**TEXT EXCERPT:**
[Start of Attachment]

A small pod of Common Dolphin drifted by and up to five Atlantic Grey Seal were bobbing/lounging around off-shore.

There were local Raven and a male Sparrowhawk causing mayhem amongst groups of Linnet, Goldfinch, House Sparrow, and Swallow.

There were still a few Butterfly on the wing that included Red Admiral, Wall Brown, and two pristine Small Copper.

Yes, there were Cream Teas, Ice-Cream, wonderful ‘home-cooked’ foods, the resulting bulging belly, but it wouldn’t have been Cornwall without them.

Friday, August 24, 2018

Dungeness - American Black Tern

A quick trip down to Dungeness to get a glimpse of the American Black Tern that favoured the western end of Burrowes Pit as viewed from the Makepeace Hide.  It remained distant while at least 25 Black Tern were scattered more widely, frequently seen passing by the hide.

American Black Tern

American Black Tern

This scarce nearctic tern appeared slightly more compact than it's european cousins, displaying noticably dark rustic tones without the clean breaks seen on the 'nigra' a shorter tail and 'dirtier' flanks.  Most of the Black Tern observed showed pristine white underwing and underparts.

Black Tern

Black Tern

Black Tern

Sand Martin :-)

There were five Great Egret present, and a quick scan of waders revealed good numbers of Ringed Plover and Dunlin, and a single Knot.

Sunday, August 19, 2018

Staines Reservoir

A quick visit to Staines Reservoir to make the most of a balmy evening where the temperature rose to a crazy 28C.

It was generally quiet but the return was pretty respectable with a Black-necked Grebe seen on the west side of the south basin.  Waders were sparse, but was made up by singles of Ringed Plover, Little Ringed Plover, and two Common Sandpiper on the north basin.

A juvenile Yellow Wagtail was in amongst around sixty Pied/White Wagtail along the causeway.

Saturday, August 18, 2018

Farlington Marshes

The south-coast is now in reach, a generous hour and fifteen away and proves to be a great escape when on a Saturday the hangover of a working week feels heavy on the mind.

The initial part of the walk round the reserve is dominated by the sound of thunderous traffic belting along the A27.  Heading towards the estuary, the traffic fades out to a distant hum, replaced instead by the echoes of piping waders as they began to fly in on a rapidly rising tide.

Only common waders but a joy to see large groups of Common Redshank, their red legs illuminated by the warm sun that had finally penetrated the grey skies.  There were decent numbers of Dunlin on the lake, many still in summer plumage.  Black-tailed Godwit began to fly in, around seven Greenshank were mobile, with two Whimbrel and a Turnstone seen off-shore.  A minimum count of 117 Grey Plover were occupying the exposed islands with small groups wheeling around the bay, many again still in summer attire.  Oystercatcher had occupied their own island further out.  A single Common Sandpiper flicked low across the water.

The day was capped by some bonus species.  An autumn Whinchat was new for the year seen perched on wires close to the pool.  Three Swift were battling the warm breeze, and a small group of Sand Martin were hawking insects oover the pool.

[End of Attachment]

**SUPPLIED MATERIAL:**
[Start of Attachment]

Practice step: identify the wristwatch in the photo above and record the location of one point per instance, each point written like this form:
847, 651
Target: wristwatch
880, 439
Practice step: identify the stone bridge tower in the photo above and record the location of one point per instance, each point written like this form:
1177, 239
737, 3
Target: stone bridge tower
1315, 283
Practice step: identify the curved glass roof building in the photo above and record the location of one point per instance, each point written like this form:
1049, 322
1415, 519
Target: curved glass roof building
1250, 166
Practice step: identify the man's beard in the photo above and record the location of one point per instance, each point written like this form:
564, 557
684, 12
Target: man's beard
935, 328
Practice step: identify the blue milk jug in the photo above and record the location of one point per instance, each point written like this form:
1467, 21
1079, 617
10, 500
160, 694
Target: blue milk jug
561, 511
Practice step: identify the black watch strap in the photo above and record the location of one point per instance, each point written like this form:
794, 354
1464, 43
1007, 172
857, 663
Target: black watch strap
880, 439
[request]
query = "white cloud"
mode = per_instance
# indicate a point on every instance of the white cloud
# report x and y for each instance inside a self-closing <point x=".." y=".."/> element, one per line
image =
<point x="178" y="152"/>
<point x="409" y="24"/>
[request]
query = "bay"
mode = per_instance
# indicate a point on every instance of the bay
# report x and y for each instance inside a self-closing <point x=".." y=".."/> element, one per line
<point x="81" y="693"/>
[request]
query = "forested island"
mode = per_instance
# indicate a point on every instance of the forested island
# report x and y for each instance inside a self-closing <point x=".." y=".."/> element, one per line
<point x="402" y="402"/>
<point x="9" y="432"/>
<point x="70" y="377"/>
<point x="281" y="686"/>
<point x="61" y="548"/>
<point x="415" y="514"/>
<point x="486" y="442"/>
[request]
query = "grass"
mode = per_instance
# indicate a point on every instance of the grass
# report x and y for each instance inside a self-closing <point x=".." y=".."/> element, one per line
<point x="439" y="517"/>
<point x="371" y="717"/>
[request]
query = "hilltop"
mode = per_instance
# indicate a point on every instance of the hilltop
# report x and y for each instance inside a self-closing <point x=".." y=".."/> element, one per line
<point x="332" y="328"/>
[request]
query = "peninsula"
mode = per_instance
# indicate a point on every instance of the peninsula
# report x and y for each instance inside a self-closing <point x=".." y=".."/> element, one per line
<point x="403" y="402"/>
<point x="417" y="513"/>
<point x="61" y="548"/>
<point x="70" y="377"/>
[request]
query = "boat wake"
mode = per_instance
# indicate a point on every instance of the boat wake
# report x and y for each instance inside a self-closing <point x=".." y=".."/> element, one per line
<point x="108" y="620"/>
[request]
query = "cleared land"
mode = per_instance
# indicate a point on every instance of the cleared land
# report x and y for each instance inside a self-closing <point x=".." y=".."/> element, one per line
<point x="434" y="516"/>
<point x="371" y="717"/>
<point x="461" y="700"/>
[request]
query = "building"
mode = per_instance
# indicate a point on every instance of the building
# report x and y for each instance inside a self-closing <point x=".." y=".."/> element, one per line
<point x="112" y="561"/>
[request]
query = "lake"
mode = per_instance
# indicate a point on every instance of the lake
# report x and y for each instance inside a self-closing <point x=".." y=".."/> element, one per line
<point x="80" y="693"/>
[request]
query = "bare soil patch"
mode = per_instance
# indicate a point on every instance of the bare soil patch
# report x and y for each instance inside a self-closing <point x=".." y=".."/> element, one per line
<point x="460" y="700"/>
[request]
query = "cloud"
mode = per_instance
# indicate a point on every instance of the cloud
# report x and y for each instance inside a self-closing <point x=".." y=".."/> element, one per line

[End of Attachment]

**DIRECTIONS:**
- 1) In the birding diary above, which groups of birds did the local Raven and male Sparrowhawk cause mayhem among?
- 2) Answer these questions from the birding diary above:
(a) How many Great Egret were present at Dungeness?
(b) What temperature did the evening reach during the Staines Reservoir visit?
(c) What was the minimum count of Grey Plover at Farlington Marshes?

**ANSWER SECTION:**
- 1) Linnet, Goldfinch, House Sparrow, Swallow

- 2)
(a) Five
(b) 28C
(c) 117